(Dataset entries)

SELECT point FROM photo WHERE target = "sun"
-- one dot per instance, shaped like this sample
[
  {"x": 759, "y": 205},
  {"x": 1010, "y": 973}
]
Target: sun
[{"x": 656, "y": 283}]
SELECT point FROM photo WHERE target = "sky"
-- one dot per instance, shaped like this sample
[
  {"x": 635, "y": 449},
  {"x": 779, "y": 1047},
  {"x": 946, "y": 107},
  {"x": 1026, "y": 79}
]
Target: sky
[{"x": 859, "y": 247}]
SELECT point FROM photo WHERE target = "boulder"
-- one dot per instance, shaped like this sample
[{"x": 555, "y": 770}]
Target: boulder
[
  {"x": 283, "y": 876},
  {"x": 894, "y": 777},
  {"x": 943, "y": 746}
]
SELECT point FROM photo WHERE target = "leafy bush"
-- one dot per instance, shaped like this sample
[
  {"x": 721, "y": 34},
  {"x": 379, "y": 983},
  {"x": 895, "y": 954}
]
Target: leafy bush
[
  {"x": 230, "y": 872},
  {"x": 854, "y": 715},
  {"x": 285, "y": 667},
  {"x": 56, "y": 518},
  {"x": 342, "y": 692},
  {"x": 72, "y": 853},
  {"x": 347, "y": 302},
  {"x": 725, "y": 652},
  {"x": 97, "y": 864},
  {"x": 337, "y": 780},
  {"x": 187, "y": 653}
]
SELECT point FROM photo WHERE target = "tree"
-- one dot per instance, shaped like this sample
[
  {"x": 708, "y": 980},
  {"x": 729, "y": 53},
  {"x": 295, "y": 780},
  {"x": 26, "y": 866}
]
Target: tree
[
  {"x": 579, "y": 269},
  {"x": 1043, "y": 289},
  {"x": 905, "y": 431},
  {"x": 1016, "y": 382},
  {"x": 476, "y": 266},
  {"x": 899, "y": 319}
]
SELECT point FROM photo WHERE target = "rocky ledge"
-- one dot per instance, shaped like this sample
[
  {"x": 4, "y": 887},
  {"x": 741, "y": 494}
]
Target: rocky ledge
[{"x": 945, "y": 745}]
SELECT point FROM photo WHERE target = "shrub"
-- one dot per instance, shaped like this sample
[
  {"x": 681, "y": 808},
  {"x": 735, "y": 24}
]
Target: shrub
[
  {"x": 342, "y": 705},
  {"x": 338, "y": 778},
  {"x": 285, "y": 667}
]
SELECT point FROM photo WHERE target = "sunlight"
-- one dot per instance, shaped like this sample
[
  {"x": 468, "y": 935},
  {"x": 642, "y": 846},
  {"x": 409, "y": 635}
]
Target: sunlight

→ Task to complete: Show every line from the entries that includes the word "photo".

→ Finished task:
SELECT point FROM photo WHERE target = "sun"
SELECT point FROM photo WHERE target = "sky"
SELECT point FROM photo WHERE target = "boulder"
SELECT point FROM photo WHERE target = "leafy bush"
SELECT point FROM photo WHERE target = "tree"
SELECT point FROM photo WHERE target = "rocky ledge"
SELECT point FROM photo WHERE target = "shrub"
SELECT point FROM photo WHERE target = "sunlight"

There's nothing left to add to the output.